Exercise passage:
[Start of section]
Displaced Palestinians, who fled their houses due to Israeli strikes, look out from a window as they take shelter, amid the ongoing conflict between Israel and Hamas, in Khan Younis in the southern Gaza Strip, July 24, 2024. (Reuters)
Displaced Palestinians, who fled their houses due to Israeli strikes, look out from a window as they take shelter, amid the ongoing conflict between Israel and Hamas, in Khan Younis in the southern Gaza Strip, July 24, 2024. (Reuters)

The World Health Organization is sending more than one million polio vaccines to Gaza to be administered over the coming weeks to prevent children being infected after the virus was detected in sewage samples, its chief said on Friday.

"While no cases of polio have been recorded yet, without immediate action, it is just a matter of time before it reaches the thousands of children who have been left unprotected," Director-General Tedros Adhanom Ghebreyesus said in an opinion piece in Britain's The Guardian newspaper.
[End of section]
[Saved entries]
[Start of section]
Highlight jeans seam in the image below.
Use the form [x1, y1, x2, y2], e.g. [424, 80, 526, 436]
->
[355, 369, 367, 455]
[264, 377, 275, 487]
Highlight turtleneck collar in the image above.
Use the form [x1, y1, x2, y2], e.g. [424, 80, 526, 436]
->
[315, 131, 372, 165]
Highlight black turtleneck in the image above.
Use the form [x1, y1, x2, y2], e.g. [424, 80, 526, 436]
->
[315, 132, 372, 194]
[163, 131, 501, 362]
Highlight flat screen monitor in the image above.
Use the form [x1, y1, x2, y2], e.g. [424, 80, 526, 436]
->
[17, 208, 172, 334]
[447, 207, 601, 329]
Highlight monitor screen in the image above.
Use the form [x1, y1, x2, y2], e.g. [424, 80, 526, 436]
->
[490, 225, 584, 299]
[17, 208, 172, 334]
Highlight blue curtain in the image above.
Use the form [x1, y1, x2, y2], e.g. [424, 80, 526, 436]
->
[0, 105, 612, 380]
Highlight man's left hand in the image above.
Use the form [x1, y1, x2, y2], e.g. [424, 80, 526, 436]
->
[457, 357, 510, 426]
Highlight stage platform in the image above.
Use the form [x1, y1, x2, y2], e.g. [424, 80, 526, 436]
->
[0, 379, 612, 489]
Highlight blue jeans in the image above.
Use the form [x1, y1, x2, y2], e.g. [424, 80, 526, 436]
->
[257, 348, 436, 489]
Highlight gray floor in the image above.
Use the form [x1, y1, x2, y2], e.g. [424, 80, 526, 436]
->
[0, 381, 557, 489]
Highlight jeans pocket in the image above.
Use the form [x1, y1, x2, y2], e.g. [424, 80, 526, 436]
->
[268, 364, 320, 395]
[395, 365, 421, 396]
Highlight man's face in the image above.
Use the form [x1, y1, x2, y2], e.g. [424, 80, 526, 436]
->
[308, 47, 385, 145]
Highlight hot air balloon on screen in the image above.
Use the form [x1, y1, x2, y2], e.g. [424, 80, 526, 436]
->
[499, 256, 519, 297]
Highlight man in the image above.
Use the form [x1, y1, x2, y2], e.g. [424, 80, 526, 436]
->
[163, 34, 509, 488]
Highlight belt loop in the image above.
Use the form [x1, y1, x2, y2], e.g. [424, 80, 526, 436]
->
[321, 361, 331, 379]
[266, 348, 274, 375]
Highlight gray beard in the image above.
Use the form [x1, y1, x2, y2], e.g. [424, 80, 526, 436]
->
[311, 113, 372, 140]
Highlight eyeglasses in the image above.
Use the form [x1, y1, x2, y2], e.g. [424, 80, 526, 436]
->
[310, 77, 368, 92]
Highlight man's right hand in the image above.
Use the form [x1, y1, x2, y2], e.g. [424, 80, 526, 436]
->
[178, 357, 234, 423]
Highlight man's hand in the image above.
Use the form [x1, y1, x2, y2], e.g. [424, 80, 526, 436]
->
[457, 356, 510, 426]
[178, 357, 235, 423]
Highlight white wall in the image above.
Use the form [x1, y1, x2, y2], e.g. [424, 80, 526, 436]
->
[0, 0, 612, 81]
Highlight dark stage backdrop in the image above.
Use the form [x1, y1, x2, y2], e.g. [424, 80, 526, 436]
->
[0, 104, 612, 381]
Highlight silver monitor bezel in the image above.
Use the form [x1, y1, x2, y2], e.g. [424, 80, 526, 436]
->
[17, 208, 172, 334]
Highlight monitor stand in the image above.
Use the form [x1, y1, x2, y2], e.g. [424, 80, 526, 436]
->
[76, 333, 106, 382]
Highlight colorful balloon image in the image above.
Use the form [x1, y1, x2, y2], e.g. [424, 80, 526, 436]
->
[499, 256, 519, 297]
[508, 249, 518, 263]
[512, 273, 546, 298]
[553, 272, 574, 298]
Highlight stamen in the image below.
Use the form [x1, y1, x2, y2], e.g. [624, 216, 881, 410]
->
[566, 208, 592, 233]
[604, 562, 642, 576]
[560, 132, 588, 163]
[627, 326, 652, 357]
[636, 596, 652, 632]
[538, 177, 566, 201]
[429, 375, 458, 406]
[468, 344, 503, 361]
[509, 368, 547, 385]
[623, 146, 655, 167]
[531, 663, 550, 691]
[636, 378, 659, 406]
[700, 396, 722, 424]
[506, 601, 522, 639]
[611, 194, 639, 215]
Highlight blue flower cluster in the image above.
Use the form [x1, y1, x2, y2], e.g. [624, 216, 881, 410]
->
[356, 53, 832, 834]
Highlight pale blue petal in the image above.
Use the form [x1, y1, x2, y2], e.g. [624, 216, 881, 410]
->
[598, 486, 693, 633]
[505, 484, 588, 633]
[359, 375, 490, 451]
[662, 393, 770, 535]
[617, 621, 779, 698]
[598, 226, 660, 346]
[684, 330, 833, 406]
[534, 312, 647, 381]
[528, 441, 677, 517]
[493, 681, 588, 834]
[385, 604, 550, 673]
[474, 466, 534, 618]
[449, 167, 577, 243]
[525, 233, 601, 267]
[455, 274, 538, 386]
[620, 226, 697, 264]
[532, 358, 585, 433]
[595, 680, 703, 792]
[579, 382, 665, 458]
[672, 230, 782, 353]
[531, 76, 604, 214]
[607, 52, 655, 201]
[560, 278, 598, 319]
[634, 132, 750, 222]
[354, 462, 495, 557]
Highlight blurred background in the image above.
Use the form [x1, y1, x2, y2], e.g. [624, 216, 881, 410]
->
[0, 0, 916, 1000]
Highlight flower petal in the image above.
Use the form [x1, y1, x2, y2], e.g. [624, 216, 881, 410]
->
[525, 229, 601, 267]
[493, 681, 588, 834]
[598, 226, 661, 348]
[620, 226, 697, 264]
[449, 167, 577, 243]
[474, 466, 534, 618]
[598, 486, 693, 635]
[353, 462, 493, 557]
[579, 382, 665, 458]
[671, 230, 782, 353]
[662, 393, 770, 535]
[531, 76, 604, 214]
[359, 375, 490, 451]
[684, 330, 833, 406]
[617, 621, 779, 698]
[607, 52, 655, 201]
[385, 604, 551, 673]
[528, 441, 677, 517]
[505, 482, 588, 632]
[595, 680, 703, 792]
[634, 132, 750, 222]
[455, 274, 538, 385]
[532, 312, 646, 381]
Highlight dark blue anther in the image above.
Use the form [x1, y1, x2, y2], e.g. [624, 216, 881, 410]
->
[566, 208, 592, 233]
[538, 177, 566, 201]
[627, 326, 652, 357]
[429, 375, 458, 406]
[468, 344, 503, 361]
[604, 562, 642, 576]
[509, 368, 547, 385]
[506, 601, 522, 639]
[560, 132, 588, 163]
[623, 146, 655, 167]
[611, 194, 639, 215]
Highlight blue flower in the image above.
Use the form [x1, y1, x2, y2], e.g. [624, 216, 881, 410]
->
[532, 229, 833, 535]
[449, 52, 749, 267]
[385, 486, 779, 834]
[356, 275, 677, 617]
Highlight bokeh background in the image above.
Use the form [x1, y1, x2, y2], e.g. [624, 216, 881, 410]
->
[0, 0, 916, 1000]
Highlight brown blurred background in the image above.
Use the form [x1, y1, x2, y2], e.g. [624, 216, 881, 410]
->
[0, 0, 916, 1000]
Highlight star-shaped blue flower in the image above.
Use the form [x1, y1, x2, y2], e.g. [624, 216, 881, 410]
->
[End of section]
Pick up the news excerpt on the World Health Organization's polio vaccines for Gaza after its final sentence and continue it. The rows have no connection to the news excerpt.

Output of the exercise:
He wrote that children under five were most at risk from the viral disease, and especially infants under two since normal vaccination campaigns have been disrupted by more than nine months of conflict.

Poliomyelitis, which is spread mainly through the fecal-oral route, is a highly infectious virus that can invade the nervous system and cause paralysis. Cases of polio have declined by 99% worldwide since 1988 thanks to mass vaccination campaigns and efforts continue to eradicate it completely.

Israel's military said on Sunday it would start offering the polio vaccine to soldiers serving in the Gaza Strip after remnants of the virus were found in test samples in the enclave.

Besides polio, the UN reported last week a widespread increase in cases of Hepatitis A, dysentery and gastroenteritis as sanitary conditions deteriorate in Gaza, with sewage spilling into the streets near some camps for displaced people.